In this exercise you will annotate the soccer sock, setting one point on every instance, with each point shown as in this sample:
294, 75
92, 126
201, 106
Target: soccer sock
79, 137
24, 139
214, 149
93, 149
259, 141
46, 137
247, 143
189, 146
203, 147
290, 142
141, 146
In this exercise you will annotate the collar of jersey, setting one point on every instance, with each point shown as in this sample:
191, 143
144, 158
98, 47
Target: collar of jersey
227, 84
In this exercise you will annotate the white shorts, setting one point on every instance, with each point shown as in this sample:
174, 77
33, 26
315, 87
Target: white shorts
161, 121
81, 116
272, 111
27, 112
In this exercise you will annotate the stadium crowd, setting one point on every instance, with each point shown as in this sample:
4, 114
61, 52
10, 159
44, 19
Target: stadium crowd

### WHAT YOU SHOULD DO:
Give back every line of the listing where the word "shown" shows up.

### REPLY TO THE TASK:
In this exercise you will annotate the soccer sock, setting one point on every instance, with each point shown as in this sample:
In this exercise you will annotate the collar of jersey, setting one point on every instance, with each point shown as in this sample:
In this exercise you will annotate the white shorts, setting one point on every instance, with each point shown as in this sample:
In this exercise you will annotate the stadium crowd, setting one point on every instance, with each point shown as in this sample:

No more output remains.